Quoted passage:
┄┄┄┄┄┄
Friday, August 28, 2015

One Year of MPEG

In my last MPEG report (index) I’ve mentioned that the 112th MPEG meeting in Warsaw was my 50th MPEG meeting which roughly accumulates to one year of MPEG meetings. That is, one year of my life I've spend in MPEG meetings - scary, isn't it? Thus, I thought it’s time to recap what I have done in MPEG so far featuring the following topics/standards where I had significant contributions:
  • MPEG-21 - The Multimedia Framework 
  • MPEG-M - MPEG extensible middleware (MXM), later renamed to multimedia service platform technologies 
  • MPEG-V - Information exchange with Virtual Worlds, later renamed to media context and control
  • MPEG-DASH - Dynamic Adaptive Streaming over HTTP

MPEG-21 - The Multimedia Framework

I started my work with standards, specifically MPEG, with Part 7 of MPEG-21 referred to as Digital Item Adaptation (DIA) and developed the generic Bitstream Syntax Description (gBSD) in collaboration with SIEMENS which allows for a coding-format independent (generic) adaptation of scalable multimedia content towards the actual usage environment (e.g., different devices, resolution, bitrate). The main goal of DIA was to enable the Universal Media Access (UMA) -- any content, anytime, anywhere on any device -- and also motivated me to start this blog. I also wrote a series of blog entries on this topic: O Universal Multimedia Access, Where Art Thou? which gives an overview about this topic and basically is also what I’ve done in my Ph.D. thesis. Later I helped a lot in various MPEG-21 parts including its dissemination and documented where it has been used. In the past, I saw many forms of Digital Items (e.g., iTunesLP was one of the first) but unfortunately the need for a standardised format is very low. Instead, proprietary formats are used and I realised that developers are more into APIs than formats. The format comes with the API but it’s the availability of an API that attracts developers and makes them to adopt a certain technology.
┄┄┄┄┄┄
Data:
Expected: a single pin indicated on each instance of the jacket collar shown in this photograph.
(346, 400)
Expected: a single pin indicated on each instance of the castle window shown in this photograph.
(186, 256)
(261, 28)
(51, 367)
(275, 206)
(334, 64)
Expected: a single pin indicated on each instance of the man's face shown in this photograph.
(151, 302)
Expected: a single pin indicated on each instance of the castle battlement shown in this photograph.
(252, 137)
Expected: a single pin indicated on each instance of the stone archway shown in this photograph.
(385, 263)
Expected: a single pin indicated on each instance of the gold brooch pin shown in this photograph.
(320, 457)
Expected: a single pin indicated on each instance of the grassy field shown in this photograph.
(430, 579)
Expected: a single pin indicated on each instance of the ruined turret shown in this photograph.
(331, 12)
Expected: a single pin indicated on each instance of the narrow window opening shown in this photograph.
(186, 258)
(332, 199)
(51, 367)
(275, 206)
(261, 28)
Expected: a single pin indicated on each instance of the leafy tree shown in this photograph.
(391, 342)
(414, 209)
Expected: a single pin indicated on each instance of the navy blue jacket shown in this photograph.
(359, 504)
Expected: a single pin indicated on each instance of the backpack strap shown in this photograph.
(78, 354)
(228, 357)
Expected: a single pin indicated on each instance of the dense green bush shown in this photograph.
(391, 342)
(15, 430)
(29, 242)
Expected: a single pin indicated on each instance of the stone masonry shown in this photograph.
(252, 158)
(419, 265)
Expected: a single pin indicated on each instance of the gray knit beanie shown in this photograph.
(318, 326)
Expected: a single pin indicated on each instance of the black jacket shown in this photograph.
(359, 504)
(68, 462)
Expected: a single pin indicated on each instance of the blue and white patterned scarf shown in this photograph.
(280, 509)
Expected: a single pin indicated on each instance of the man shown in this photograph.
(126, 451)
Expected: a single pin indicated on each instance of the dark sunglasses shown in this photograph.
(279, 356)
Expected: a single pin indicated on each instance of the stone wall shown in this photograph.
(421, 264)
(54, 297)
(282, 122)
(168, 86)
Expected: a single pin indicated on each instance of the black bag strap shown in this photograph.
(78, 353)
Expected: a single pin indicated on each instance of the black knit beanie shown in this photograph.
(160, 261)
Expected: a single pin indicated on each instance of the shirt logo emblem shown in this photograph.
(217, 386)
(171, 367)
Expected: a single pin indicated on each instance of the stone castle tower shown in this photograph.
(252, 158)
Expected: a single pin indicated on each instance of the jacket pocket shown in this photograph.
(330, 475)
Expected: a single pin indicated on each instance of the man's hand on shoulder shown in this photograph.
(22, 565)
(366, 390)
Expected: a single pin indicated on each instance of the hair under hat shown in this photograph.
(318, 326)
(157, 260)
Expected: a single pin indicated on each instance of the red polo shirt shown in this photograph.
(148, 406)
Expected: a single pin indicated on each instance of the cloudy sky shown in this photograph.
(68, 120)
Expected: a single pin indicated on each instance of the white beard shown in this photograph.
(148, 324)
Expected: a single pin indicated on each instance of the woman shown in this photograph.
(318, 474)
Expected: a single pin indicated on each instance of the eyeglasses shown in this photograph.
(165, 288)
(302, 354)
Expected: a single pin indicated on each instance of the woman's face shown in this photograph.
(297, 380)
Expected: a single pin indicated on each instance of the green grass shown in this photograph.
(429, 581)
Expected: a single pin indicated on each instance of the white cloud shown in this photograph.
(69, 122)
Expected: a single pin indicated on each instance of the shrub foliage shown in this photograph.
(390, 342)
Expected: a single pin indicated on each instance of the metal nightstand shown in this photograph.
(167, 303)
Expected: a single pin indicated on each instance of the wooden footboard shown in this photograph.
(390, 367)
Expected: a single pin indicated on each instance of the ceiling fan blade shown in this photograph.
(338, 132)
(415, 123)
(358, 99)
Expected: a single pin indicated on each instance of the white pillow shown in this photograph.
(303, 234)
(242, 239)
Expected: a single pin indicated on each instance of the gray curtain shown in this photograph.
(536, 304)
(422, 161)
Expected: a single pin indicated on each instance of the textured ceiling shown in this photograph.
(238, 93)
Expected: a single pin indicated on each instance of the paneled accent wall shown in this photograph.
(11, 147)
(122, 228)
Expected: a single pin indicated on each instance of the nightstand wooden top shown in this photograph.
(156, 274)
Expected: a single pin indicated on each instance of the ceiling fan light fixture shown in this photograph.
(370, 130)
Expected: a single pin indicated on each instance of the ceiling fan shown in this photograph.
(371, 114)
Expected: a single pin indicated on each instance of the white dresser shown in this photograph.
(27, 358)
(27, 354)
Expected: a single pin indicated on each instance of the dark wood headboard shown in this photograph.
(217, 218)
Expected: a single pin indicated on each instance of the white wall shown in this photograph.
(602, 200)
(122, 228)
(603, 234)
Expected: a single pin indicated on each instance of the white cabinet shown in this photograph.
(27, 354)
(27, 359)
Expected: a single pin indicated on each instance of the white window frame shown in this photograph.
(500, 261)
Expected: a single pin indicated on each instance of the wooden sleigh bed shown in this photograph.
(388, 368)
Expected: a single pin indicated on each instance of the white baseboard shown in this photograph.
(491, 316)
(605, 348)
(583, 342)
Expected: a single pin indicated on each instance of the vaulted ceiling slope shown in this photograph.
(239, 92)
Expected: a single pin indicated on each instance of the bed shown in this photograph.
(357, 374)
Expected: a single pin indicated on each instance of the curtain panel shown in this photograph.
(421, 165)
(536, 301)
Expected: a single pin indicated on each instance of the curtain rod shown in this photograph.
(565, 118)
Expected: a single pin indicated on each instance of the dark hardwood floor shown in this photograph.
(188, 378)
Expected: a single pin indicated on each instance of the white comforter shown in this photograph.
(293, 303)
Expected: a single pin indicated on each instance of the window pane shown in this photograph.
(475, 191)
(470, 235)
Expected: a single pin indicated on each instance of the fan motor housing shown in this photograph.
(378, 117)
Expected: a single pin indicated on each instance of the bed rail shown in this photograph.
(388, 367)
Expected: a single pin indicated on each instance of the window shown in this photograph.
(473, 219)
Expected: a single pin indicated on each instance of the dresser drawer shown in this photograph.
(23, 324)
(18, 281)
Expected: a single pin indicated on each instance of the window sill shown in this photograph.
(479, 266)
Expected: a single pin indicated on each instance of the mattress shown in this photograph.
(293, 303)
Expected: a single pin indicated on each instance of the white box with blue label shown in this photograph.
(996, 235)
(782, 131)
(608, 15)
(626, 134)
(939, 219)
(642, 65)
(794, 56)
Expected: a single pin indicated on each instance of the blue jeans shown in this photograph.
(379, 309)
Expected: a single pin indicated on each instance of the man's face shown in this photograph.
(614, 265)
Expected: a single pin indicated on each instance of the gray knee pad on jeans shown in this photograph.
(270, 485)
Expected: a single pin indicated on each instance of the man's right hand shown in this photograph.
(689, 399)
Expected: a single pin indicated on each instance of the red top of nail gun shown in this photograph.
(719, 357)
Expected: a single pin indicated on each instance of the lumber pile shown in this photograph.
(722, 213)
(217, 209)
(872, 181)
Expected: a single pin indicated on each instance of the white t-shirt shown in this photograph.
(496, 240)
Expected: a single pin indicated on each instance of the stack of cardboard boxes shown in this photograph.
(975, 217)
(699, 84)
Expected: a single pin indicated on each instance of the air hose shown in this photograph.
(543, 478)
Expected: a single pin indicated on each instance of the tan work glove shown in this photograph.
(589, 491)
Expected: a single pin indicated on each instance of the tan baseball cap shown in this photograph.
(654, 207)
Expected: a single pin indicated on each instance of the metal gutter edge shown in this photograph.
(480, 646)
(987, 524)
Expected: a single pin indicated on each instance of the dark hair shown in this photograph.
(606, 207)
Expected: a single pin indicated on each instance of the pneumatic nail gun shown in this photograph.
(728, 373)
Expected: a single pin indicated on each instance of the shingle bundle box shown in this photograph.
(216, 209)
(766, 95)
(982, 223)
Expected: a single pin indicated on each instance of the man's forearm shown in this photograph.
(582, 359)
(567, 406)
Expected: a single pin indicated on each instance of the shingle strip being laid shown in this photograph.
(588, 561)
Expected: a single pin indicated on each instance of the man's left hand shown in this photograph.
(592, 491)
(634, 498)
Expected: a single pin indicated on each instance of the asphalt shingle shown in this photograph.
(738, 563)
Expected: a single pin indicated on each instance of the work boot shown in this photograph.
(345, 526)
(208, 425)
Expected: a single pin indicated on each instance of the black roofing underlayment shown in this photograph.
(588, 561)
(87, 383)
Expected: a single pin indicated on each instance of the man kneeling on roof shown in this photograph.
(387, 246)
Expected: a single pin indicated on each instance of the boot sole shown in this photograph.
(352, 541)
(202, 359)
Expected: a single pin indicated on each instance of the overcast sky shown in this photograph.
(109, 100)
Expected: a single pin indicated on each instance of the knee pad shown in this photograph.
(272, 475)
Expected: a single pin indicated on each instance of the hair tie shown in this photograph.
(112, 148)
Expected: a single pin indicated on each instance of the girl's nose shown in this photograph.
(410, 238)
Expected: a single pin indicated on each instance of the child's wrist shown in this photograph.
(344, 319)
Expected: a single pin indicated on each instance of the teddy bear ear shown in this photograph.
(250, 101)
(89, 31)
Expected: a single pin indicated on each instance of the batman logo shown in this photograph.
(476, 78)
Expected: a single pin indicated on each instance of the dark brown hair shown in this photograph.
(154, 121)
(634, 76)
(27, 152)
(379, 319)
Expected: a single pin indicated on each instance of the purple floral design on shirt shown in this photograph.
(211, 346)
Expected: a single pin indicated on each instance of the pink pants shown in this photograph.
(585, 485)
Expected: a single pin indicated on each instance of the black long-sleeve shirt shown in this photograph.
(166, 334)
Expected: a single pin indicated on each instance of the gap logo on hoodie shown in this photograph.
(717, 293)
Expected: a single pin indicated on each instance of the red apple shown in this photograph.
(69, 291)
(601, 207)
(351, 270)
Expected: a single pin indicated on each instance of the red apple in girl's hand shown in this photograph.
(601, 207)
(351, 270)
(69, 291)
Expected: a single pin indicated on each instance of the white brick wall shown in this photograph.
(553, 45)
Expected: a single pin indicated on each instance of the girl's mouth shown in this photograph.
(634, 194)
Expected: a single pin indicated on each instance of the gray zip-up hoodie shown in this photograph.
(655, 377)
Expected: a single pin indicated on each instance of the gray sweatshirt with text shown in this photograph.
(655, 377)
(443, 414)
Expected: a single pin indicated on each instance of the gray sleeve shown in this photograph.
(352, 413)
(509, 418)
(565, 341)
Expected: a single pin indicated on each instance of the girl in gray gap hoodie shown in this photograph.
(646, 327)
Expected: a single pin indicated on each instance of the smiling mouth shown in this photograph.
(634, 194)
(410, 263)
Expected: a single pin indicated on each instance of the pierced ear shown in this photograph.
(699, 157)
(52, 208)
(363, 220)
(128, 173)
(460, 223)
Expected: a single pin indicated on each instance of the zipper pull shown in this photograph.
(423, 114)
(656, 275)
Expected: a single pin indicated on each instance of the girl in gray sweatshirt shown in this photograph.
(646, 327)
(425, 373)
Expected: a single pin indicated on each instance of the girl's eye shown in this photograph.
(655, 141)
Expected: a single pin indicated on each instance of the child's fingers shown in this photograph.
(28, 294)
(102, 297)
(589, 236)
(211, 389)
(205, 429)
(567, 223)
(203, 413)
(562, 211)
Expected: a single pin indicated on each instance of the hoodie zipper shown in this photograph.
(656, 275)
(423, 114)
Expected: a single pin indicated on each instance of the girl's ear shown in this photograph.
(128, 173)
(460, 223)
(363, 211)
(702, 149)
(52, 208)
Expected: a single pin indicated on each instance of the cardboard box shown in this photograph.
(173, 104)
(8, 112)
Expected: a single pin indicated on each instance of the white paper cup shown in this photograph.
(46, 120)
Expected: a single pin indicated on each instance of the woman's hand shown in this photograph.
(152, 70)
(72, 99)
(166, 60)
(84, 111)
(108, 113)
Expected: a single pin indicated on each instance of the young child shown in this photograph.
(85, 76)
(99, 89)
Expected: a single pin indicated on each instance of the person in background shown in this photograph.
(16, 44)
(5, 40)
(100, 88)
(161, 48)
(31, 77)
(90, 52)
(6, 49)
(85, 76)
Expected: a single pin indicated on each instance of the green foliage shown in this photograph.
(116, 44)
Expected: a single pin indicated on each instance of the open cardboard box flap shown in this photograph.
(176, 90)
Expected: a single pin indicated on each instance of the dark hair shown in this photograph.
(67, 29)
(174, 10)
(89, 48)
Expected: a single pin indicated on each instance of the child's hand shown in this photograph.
┄┄┄┄┄┄
Exercise requirements:
A. Translate this sentence from the MPEG blog post into German: "Instead, proprietary formats are used and I realised that developers are more into APIs than formats."
B. Resume the MPEG blog post after its final sentence, keeping its first-person voice.

Expected results:
A. Stattdessen werden proprietäre Formate verwendet, und mir wurde klar, dass Entwickler sich mehr für APIs als für Formate interessieren.

B.
The lessons learned from MPEG-21 was one reason why I joined the MPEG-M project as it was exactly the purpose to create an API into various MPEG technologies, providing developers a tool that makes it easy for them to adopt new technologies and, thus, new formats/standards. We created an entire architecture, APIs, and reference software to make it easy for external people to adopt MPEG technologies. The goal was to hide the complexity of the technology through simple to use APIs which should enable the accelerated development of components, solutions, and applications utilising digital media content. A good overview about MPEG-M can found on this poster.


When MPEG started working on MPEG-V (it was not called like that in the beginning), I saw it as an extension of UMA and MPEG-21 DIA to go beyond audio-visual experiences by stimulating potentially all human senses. We created and standardised an XML-based language that enables the annotation of multimedia content with sensory effects. Later the scope was extended to include virtual worlds which resulted in the acronym MPEG-V. It also brought me to start working on Quality of Experience (QoE) and we coined the term Quality of Sensory Experience (QuASE) as part of the (virtual) SELab at Alpen-Adria-Universität Klagenfurt which offers a rich set of open-source software tools and datasets around this topic on top of off-the-shelf hardware (still in use in my office).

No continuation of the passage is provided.